Stated task: Return the lines below unchanged, every one of them.

[Records from a collection]
-- -- --
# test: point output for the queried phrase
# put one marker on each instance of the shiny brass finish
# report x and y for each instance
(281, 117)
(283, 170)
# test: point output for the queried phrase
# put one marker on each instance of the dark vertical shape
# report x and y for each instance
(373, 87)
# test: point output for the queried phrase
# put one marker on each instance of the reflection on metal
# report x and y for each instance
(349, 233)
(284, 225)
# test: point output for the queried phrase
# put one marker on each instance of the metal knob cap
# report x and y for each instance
-- -- --
Task output:
# test: point output for the queried phrase
# put one marker on each instance of the shiny brass finish
# report x and y for each instance
(281, 117)
(283, 170)
# test: point output for the queried phrase
# put one marker on each instance of the dark vertical shape
# report x and y for each instance
(373, 87)
# test: point output for the queried phrase
# put one marker on each instance of the reflection on metal
# report x and y for each instance
(349, 233)
(284, 225)
# test: point output for the queried phrase
# put one marker on each instance of the metal knob cap
# report x and y for each instance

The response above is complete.